= Aim of the task =
Repeat exactly, and only, the lines from the one containing "the black pen" through the end of the records.

= Excerpts of pointing data =
- - - -

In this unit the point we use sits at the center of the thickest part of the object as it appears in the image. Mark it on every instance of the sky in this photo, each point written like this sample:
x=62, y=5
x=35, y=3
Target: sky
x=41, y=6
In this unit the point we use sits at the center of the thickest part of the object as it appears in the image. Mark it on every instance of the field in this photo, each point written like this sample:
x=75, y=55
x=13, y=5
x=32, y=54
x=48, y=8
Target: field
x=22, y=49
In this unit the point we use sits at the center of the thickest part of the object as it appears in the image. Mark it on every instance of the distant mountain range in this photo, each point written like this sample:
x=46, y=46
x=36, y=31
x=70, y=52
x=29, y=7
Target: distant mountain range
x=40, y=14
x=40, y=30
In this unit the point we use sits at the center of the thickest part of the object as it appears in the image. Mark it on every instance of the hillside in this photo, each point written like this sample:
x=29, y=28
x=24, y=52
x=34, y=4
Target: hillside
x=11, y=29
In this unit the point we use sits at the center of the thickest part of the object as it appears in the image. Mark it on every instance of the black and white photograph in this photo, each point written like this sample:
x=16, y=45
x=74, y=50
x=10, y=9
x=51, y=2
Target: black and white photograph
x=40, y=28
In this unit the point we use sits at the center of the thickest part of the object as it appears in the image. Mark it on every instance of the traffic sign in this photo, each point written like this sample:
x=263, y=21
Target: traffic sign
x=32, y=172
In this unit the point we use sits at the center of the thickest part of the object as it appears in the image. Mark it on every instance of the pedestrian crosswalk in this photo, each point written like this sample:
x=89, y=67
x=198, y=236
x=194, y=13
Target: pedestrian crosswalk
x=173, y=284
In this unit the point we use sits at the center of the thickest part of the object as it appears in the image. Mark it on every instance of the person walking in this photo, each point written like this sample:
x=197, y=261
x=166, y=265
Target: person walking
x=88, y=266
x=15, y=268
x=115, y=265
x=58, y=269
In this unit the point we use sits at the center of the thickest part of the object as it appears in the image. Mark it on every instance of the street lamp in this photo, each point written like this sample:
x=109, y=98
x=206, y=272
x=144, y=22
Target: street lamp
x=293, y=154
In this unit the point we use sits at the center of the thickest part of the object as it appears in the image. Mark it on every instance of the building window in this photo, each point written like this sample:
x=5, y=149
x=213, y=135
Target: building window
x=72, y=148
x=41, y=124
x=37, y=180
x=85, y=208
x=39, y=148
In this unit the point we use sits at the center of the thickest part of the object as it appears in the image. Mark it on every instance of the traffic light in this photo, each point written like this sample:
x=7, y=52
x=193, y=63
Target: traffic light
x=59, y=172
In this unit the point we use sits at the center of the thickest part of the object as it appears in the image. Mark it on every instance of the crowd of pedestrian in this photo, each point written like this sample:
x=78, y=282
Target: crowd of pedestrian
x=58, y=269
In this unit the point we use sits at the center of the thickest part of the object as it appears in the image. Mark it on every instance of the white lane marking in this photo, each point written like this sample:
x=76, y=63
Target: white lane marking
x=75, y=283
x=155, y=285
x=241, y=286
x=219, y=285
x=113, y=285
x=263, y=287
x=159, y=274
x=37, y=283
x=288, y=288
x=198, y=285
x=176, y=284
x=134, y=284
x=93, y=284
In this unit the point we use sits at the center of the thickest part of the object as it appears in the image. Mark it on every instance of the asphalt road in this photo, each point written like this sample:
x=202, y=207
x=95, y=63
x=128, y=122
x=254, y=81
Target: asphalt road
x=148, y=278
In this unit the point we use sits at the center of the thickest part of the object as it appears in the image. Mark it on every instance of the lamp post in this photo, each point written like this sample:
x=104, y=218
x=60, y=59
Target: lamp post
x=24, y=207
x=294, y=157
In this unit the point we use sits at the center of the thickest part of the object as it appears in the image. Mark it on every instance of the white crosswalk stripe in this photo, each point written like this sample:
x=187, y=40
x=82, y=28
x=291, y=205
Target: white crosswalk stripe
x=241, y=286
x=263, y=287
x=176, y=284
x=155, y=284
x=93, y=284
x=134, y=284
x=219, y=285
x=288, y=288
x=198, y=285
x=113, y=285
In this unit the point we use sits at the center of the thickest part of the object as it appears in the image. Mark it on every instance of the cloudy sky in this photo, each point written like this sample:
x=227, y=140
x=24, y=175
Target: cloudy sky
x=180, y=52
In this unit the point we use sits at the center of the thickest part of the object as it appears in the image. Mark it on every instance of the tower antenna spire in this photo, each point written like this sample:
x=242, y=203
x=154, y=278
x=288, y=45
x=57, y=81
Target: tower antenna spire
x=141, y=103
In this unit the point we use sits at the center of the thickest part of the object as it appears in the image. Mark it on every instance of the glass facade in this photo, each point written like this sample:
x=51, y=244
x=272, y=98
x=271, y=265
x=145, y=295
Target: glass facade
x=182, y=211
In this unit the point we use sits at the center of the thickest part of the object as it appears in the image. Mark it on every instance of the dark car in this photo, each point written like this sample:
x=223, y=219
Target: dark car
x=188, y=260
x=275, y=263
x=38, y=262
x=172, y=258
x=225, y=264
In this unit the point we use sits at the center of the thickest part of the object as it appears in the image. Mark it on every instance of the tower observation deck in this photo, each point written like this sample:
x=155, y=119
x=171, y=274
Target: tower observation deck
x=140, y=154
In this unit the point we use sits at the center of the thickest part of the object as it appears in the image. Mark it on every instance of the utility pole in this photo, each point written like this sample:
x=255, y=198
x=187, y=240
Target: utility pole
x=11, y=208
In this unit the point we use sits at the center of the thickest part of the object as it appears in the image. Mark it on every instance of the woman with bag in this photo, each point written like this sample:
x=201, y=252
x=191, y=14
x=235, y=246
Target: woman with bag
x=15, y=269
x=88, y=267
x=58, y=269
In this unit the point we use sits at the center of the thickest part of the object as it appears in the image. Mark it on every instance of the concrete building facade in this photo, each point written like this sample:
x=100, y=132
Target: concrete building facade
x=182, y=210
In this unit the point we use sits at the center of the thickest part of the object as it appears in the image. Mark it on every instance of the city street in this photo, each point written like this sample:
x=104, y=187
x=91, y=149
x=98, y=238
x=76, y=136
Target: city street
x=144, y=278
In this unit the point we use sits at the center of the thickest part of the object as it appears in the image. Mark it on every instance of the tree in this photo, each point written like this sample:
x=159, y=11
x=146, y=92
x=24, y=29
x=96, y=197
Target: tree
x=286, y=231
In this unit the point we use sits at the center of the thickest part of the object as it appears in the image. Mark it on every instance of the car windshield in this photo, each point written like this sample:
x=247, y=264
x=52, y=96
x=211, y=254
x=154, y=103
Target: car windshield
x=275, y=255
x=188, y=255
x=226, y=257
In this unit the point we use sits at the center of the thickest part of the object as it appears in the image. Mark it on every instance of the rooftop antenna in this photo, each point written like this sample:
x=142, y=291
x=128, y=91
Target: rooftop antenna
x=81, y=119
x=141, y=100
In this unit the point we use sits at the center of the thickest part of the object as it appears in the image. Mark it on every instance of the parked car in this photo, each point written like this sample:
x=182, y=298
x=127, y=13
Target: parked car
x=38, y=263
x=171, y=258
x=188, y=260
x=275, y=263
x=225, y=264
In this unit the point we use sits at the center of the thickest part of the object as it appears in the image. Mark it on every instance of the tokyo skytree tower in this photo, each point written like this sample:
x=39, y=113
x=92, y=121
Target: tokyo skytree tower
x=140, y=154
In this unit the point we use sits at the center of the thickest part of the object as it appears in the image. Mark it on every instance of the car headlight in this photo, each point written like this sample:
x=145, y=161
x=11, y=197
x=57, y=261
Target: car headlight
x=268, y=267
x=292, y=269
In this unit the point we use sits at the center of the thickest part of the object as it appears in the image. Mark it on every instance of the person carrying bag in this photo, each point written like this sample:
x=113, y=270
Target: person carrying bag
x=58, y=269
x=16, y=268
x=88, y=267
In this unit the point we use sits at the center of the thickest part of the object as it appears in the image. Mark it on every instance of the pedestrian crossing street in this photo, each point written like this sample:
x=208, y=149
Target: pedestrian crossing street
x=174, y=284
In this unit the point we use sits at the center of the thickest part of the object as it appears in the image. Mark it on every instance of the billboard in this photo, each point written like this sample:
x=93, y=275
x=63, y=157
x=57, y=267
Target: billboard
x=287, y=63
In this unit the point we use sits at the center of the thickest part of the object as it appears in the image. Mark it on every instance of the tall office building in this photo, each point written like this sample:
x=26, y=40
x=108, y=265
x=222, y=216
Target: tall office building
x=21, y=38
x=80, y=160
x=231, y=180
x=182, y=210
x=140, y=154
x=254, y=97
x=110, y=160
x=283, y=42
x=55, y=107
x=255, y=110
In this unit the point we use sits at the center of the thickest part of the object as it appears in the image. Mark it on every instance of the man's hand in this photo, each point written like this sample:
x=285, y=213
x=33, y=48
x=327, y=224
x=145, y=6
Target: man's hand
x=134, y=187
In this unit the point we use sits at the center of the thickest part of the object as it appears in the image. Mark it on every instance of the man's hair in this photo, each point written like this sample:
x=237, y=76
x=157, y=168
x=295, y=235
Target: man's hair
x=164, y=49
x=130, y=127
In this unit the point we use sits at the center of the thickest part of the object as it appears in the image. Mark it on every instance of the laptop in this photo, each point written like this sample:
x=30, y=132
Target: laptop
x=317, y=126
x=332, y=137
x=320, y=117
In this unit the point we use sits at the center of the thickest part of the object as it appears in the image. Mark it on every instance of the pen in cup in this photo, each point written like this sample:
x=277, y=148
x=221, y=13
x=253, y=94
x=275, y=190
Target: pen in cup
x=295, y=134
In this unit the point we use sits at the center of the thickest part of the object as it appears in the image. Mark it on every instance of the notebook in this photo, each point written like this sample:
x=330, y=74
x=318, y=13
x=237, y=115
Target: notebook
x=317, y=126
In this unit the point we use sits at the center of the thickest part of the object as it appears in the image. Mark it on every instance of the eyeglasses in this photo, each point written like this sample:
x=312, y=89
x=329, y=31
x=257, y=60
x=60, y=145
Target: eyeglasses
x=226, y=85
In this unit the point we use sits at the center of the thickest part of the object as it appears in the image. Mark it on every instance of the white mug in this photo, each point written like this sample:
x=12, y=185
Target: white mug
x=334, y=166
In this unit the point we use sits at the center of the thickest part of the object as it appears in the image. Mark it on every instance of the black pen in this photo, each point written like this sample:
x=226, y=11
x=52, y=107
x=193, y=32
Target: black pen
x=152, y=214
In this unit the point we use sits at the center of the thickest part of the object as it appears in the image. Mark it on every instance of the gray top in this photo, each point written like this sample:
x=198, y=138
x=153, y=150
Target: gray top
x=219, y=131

- - - -

= Complete answer =
In this unit the point we use sits at the center of the thickest part of the object as it appears in the image. Mark it on every instance of the black pen in this photo, each point written like this sample:
x=226, y=11
x=52, y=107
x=193, y=32
Target: black pen
x=152, y=214
In this unit the point we use sits at the center of the thickest part of the object as it appears in the image. Mark it on every instance of the gray top in this photo, each point written like this sample:
x=198, y=138
x=153, y=150
Target: gray top
x=219, y=131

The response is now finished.